### Cosa si richiede
Quante righe dei record qui sotto contengono la parola "waterfall"? Indica soltanto il numero.

### Dati disponibili
------------------------
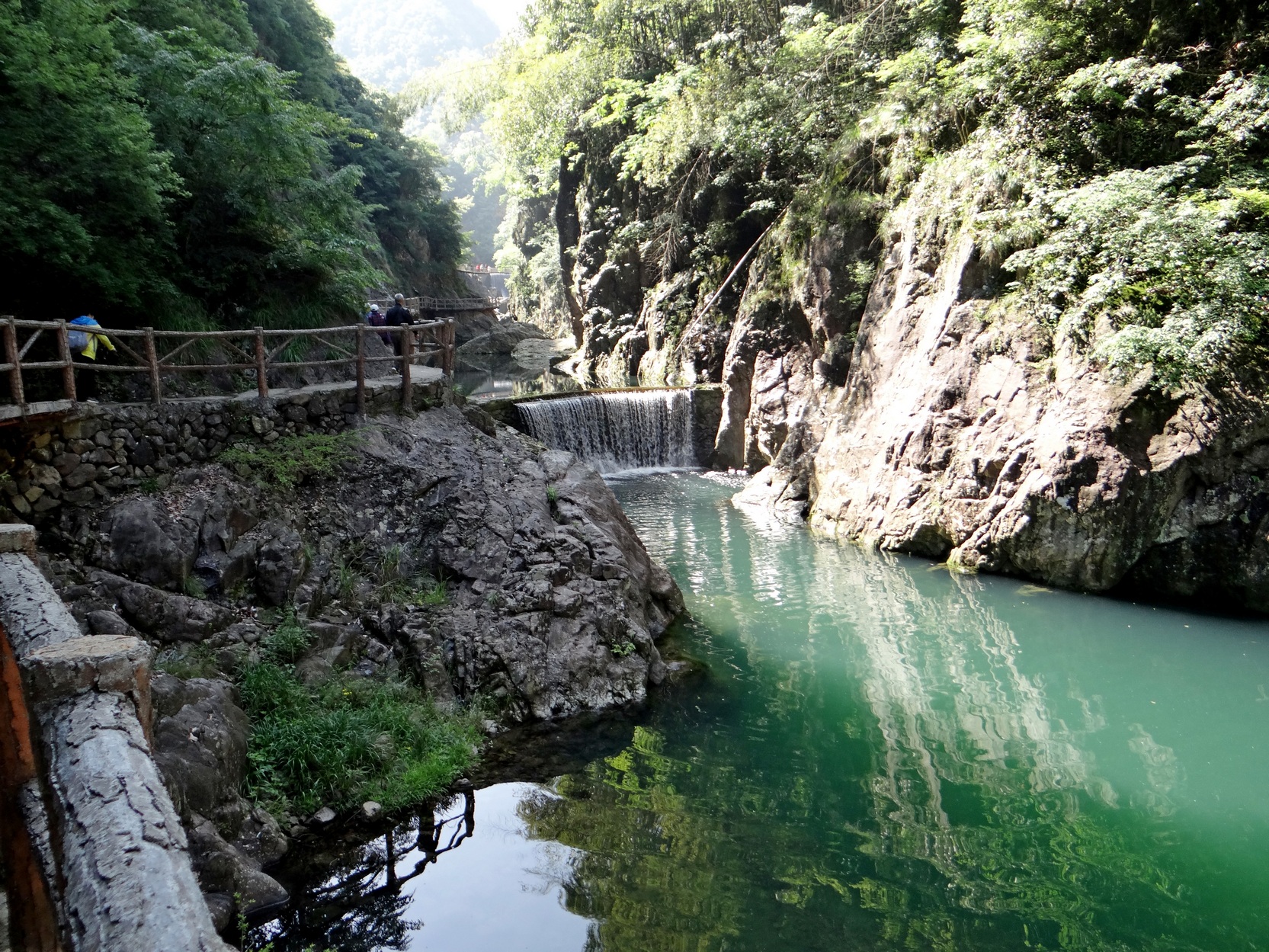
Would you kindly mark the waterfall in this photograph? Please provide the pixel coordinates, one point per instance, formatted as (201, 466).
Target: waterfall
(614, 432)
------------------------
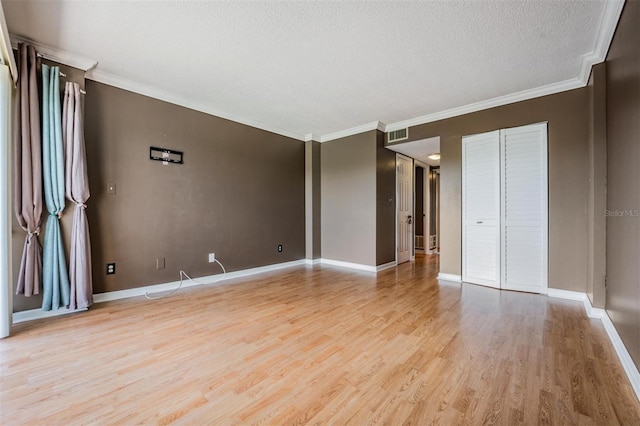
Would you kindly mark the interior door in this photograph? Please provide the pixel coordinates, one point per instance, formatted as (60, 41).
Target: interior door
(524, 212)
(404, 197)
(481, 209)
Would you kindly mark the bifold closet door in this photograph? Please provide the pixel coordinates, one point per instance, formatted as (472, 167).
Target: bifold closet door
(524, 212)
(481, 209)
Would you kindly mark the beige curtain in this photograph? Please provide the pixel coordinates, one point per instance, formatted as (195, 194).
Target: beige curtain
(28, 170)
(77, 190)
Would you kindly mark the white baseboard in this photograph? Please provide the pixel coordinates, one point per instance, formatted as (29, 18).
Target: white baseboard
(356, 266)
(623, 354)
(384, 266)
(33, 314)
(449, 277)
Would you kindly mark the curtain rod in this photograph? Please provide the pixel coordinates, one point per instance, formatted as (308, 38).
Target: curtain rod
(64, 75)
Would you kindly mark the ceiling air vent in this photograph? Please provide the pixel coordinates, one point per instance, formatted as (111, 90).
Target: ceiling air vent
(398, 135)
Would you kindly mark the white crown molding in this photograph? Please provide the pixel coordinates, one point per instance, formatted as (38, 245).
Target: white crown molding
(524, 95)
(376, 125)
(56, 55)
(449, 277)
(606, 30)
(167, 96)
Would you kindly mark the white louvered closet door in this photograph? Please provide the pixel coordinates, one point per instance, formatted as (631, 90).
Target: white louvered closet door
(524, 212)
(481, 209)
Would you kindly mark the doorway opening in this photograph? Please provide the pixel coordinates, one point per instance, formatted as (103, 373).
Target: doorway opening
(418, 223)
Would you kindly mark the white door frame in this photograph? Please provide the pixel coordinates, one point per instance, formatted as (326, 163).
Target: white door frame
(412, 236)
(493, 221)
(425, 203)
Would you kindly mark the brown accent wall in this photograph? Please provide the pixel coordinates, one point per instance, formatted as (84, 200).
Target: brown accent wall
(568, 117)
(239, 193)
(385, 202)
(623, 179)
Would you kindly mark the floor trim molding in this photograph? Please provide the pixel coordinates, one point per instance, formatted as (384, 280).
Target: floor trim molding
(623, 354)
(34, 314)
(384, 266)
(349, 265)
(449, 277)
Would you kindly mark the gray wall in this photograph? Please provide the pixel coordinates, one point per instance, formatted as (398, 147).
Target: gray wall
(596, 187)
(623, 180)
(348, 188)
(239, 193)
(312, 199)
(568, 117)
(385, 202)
------------------------
### Soluzione
2